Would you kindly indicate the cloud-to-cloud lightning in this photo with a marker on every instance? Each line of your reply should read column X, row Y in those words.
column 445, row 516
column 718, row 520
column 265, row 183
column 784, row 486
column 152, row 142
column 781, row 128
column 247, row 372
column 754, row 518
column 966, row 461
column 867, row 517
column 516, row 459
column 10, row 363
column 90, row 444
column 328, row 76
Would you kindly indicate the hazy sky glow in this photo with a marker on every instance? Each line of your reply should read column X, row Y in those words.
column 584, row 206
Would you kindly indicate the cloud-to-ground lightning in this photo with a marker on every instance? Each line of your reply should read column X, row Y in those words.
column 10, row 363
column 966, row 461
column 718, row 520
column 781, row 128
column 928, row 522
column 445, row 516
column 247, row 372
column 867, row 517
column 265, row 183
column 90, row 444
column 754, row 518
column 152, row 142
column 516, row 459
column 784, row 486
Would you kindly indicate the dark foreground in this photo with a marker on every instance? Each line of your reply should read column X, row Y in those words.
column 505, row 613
--
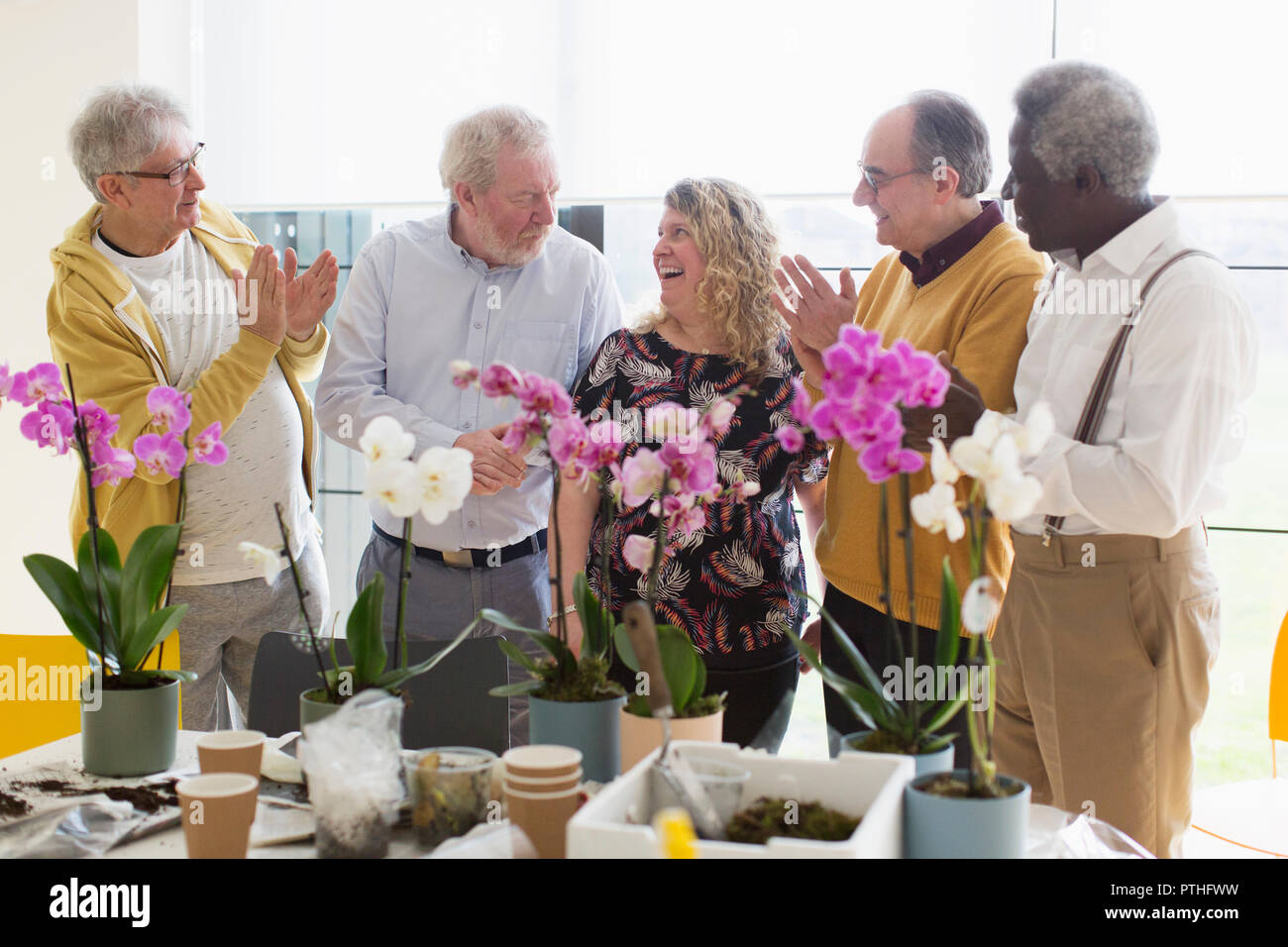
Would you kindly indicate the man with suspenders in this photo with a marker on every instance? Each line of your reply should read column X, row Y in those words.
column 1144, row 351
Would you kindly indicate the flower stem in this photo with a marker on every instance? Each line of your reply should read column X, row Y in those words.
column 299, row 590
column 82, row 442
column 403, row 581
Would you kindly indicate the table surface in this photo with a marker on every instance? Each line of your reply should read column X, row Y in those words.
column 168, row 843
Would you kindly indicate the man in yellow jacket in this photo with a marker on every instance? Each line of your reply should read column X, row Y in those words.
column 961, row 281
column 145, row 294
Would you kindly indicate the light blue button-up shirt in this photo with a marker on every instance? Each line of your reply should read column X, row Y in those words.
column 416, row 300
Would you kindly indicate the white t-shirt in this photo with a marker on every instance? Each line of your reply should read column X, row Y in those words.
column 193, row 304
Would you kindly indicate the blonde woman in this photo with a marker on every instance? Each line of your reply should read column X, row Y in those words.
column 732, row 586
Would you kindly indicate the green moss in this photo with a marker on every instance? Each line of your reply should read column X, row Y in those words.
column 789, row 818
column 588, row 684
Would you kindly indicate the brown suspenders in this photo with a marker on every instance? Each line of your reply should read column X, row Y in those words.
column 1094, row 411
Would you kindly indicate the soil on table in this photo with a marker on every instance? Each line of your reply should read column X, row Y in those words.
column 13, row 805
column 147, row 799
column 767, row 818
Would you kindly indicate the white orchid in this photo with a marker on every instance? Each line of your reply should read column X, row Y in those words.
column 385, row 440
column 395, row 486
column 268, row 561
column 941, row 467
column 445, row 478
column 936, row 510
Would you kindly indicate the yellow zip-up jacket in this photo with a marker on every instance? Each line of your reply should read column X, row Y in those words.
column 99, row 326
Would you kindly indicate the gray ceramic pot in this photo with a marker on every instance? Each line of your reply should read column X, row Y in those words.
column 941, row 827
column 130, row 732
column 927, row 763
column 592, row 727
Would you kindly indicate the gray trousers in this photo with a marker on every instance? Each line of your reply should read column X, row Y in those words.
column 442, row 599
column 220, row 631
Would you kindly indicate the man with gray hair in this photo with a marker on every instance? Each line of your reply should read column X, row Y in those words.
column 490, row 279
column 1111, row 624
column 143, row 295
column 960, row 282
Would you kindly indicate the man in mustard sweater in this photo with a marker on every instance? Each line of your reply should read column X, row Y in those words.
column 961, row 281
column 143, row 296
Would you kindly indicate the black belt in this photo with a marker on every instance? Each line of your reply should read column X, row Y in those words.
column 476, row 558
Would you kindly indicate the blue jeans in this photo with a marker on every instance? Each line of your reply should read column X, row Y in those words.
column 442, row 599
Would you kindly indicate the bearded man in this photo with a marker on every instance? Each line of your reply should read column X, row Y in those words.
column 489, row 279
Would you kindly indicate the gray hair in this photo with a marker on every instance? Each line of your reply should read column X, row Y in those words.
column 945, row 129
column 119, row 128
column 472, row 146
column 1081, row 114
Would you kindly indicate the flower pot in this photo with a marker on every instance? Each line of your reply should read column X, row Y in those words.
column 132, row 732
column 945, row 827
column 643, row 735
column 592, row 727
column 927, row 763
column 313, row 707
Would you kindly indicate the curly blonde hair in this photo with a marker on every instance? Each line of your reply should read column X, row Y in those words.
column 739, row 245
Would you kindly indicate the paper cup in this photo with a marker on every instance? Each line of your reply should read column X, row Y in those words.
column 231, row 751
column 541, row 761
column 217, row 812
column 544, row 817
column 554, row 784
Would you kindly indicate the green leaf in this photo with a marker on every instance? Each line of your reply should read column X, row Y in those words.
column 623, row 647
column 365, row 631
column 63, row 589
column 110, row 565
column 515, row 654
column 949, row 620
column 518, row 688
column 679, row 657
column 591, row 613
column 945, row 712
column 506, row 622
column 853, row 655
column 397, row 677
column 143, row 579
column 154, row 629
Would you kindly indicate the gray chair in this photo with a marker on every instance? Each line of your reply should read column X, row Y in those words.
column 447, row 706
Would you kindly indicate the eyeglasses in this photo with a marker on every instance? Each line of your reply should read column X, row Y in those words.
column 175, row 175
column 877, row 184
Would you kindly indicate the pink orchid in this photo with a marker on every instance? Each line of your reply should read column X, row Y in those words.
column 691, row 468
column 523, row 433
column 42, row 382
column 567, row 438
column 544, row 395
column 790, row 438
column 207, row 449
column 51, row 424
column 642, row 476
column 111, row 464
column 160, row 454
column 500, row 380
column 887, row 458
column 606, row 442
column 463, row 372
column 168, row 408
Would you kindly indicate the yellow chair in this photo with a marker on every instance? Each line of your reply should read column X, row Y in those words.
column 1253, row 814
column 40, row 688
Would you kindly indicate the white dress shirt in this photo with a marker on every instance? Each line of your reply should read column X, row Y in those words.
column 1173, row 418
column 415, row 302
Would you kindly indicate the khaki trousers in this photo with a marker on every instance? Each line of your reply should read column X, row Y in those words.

Brief → Take the records above and return, word for word, only the lines that fall from the line with "Would you kindly indicate the eyeglasses" to the line with "Would you kindly indicate the khaki", both of them included.

Task solution →
Would you kindly indicate the eyeglasses in this photo with a marker on every instance? Each line of your reply should read column X, row Y in those words.
column 175, row 175
column 877, row 184
Would you kindly indicate the pink orchid in this photo with a marker on every instance? Each line of your reply should read column X, row Y in those words.
column 691, row 468
column 523, row 433
column 42, row 382
column 567, row 438
column 544, row 395
column 790, row 438
column 207, row 449
column 51, row 424
column 642, row 476
column 111, row 464
column 160, row 454
column 500, row 380
column 887, row 458
column 606, row 442
column 463, row 372
column 168, row 408
Would you kindly indicate the yellow chair in this photo with a marker on every instance? Each line of your reply should read column X, row Y in those words.
column 1253, row 814
column 40, row 688
Would you kindly indicate the white dress shirt in this photo with a marker on every instance? Each line of your reply should read column X, row Y in those words.
column 1173, row 418
column 415, row 302
Would you kindly indicate the khaki trousers in this photo with a marker on every instance? Each line of your reply should read column X, row Y in those words.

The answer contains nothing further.